At Lima's ports, boats bobbed in the harbour and fisherman mended nets and chatted. The controls could be good news for small fishermen, who accuse the large fisheries of depleting waters.
"Commercial fishing has robbed the sea of all its species," said private fisherman Felix Chacon.
And it's not just the anchovy market. Fish stands around Peru, a nation synonymous with the fish and sea food dish ceviche, are not as plentiful as they have been in the past.
Union fisherman leader Ventura Gonzales said the big fisheries are cutting into runs all along the country's long Pacific coastline.
"Right now we are in a big crisis because the commercial fisheries are depleting the sea from Tumbes to Tacna," Gonzales said.
The stricter quota will allow just enough anchovy to swim into spawning season, reproduce, and keep the size of the fishery more or less stable, according to a report by the government marine institute IMARPE.
The anchovy pulled from Peru's Pacific Ocean is sold as fishmeal that feeds pigs in China and farmed salmon in Europe. It's also squeezed into increasingly popular Omega-3 supplements.
Anchovy populations have shrunk 41 percent since last summer and is 28 percent smaller than the average of the past 12 years, IMARPE says.
Peru's Production Minister Gladys Trevino explained the quota, which will be put in place for the November to February fishing season.

================================

Problems to solve.
1. Render this sentence from the article on Peru's anchovy fishery in Spanish: "The anchovy pulled from Peru's Pacific Ocean is sold as fishmeal that feeds pigs in China and farmed salmon in Europe."
2. Write out everything in the anchovy fishery article from "The stricter quota" down to "years, IMARPE says.", word for word.
The records that follow were taken from a different source than the text.

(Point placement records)
================================

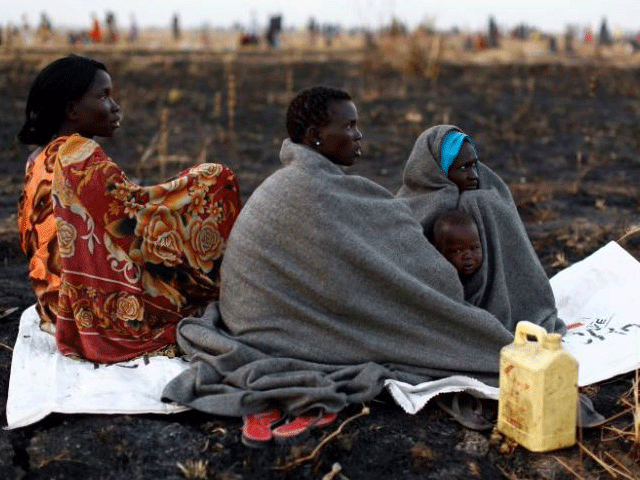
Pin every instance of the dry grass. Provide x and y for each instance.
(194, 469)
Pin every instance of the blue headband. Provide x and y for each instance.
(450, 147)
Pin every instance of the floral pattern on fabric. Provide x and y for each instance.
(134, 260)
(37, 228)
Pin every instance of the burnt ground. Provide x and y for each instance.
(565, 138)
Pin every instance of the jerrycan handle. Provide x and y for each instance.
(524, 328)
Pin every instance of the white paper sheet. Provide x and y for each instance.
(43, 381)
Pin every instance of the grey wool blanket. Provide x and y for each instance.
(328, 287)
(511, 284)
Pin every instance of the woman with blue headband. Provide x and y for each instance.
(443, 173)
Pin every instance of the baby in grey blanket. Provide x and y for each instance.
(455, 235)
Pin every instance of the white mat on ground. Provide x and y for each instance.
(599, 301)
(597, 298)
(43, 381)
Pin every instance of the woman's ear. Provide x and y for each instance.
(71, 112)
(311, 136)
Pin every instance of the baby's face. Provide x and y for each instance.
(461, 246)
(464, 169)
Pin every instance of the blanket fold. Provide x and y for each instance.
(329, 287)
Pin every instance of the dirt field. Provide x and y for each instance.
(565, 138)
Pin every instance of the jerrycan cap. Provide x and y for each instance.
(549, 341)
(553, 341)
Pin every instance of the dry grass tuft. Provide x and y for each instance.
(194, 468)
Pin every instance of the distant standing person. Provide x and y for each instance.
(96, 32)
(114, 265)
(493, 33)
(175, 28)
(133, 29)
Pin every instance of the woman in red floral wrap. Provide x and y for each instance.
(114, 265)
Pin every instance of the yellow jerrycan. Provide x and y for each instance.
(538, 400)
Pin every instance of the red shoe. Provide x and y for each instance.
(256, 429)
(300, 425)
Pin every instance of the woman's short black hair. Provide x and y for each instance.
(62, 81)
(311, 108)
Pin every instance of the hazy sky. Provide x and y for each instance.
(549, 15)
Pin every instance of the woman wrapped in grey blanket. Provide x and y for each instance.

================================

Task-by-task answers.
1. La anchoveta extraída del océano Pacífico peruano se vende como harina de pescado que alimenta a cerdos en China y a salmones de criadero en Europa.

2.
The stricter quota will allow just enough anchovy to swim into spawning season, reproduce, and keep the size of the fishery more or less stable, according to a report by the government marine institute IMARPE.
The anchovy pulled from Peru's Pacific Ocean is sold as fishmeal that feeds pigs in China and farmed salmon in Europe. It's also squeezed into increasingly popular Omega-3 supplements.
Anchovy populations have shrunk 41 percent since last summer and is 28 percent smaller than the average of the past 12 years, IMARPE says.